* Begin Supplied material *

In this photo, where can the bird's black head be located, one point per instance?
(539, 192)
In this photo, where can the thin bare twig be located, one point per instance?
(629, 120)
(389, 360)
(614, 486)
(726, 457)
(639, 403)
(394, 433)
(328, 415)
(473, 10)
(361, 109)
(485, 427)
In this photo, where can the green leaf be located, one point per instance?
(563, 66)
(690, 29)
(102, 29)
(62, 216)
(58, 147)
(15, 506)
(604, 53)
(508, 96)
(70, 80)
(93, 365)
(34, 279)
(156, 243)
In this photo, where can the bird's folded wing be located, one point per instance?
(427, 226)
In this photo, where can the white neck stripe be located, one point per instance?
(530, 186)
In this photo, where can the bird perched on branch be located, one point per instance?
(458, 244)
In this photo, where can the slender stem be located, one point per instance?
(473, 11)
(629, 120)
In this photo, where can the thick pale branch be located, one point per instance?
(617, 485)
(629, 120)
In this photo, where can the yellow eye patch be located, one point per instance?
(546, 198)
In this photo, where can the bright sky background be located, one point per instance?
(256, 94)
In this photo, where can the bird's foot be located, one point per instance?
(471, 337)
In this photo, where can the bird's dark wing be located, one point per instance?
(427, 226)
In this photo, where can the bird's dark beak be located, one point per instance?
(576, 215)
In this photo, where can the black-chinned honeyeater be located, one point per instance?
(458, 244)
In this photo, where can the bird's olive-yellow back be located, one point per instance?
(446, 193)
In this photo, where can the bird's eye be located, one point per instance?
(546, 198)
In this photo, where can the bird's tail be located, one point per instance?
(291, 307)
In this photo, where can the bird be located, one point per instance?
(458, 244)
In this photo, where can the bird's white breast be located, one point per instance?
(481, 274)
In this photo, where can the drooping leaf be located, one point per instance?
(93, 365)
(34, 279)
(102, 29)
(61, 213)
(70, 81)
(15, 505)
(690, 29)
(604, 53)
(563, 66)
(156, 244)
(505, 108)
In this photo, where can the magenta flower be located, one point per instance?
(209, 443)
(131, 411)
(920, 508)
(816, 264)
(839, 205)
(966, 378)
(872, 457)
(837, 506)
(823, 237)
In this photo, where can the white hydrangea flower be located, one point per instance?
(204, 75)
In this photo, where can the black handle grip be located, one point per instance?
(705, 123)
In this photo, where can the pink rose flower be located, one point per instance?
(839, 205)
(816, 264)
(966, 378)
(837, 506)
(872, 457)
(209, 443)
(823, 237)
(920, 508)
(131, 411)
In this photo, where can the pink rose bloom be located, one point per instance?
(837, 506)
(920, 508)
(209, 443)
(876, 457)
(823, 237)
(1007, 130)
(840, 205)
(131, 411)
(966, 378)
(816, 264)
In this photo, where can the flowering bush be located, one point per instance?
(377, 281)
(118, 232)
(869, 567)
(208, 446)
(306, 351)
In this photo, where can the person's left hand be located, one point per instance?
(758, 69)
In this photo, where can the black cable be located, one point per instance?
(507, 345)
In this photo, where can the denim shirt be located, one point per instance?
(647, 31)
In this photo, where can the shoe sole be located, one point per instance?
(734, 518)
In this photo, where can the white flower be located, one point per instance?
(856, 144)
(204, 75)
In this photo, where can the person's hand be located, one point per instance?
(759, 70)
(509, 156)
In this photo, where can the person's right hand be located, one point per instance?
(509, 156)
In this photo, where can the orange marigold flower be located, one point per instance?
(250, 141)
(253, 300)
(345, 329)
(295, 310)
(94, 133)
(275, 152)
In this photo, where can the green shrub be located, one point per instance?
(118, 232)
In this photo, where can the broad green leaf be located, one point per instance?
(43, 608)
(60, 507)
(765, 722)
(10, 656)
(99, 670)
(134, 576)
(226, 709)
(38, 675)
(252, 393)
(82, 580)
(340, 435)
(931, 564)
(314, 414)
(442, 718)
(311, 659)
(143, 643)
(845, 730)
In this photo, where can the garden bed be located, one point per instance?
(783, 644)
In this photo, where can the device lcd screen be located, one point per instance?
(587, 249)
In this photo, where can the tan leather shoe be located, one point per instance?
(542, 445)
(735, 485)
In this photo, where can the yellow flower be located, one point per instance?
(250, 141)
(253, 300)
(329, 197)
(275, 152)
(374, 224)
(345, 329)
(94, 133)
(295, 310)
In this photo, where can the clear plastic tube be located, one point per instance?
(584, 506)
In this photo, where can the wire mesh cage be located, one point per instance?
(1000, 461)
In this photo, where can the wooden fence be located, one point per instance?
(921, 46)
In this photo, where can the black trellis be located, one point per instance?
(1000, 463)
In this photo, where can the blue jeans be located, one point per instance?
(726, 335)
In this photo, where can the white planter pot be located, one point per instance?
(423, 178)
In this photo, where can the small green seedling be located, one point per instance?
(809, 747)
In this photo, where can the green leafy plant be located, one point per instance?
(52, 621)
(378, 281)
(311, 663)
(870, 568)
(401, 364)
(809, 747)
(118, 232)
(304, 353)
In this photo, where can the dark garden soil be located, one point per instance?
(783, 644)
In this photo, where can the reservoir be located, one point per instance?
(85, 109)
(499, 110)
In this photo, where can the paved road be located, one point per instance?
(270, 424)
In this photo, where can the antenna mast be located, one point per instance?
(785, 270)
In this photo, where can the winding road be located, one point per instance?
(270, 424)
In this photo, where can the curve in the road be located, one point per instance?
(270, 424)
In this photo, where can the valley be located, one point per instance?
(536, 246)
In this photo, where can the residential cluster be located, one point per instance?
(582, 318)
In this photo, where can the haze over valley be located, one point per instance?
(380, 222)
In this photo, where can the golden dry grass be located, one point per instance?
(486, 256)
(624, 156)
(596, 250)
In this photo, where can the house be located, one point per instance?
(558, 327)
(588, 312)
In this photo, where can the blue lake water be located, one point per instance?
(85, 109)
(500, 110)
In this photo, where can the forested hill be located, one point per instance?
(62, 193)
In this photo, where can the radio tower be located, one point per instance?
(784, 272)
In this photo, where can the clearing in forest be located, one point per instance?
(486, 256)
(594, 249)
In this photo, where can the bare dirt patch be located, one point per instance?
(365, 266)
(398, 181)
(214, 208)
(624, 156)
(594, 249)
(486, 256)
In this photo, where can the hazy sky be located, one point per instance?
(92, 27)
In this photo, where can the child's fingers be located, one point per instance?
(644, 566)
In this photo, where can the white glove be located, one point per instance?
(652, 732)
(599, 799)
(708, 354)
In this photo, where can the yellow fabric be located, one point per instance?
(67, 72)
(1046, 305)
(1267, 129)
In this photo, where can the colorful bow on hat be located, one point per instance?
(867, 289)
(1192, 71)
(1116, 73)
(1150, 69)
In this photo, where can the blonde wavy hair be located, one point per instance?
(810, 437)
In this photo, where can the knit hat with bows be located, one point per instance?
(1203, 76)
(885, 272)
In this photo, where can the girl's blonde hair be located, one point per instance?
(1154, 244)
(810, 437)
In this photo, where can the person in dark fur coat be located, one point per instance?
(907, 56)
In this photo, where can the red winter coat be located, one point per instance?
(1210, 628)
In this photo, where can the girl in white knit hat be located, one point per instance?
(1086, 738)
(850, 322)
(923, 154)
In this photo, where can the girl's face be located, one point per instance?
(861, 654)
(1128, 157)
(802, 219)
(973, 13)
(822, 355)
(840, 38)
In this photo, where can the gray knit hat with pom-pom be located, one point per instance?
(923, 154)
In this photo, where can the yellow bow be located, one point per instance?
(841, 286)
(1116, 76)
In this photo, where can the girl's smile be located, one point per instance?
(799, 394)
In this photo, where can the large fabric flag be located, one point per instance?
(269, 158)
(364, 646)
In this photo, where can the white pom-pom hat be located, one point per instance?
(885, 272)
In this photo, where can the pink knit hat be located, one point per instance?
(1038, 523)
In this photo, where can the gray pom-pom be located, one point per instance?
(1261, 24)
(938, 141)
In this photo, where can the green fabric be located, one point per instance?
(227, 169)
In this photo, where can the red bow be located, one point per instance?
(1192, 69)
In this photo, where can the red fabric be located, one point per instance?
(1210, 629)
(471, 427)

* End Supplied material *

Directive:
Copy out the records from the line that contains "In this photo, where can the blonde" through the line that contains "(1210, 628)", shifting every answer coordinate by adding 24 to both of its numbers.

Expected answer:
In this photo, where can the blonde wavy hair be located, one point per instance?
(834, 461)
In this photo, where can the knit hat with bows be located, one point per instance?
(1227, 100)
(909, 296)
In this photo, where can the girl's blonde hair be located, one point per instance?
(1178, 268)
(834, 461)
In this photo, where can the person in dark fur coat be located, one point per instance?
(931, 80)
In this photo, where can the red winter coat be located, one point per instance?
(1234, 652)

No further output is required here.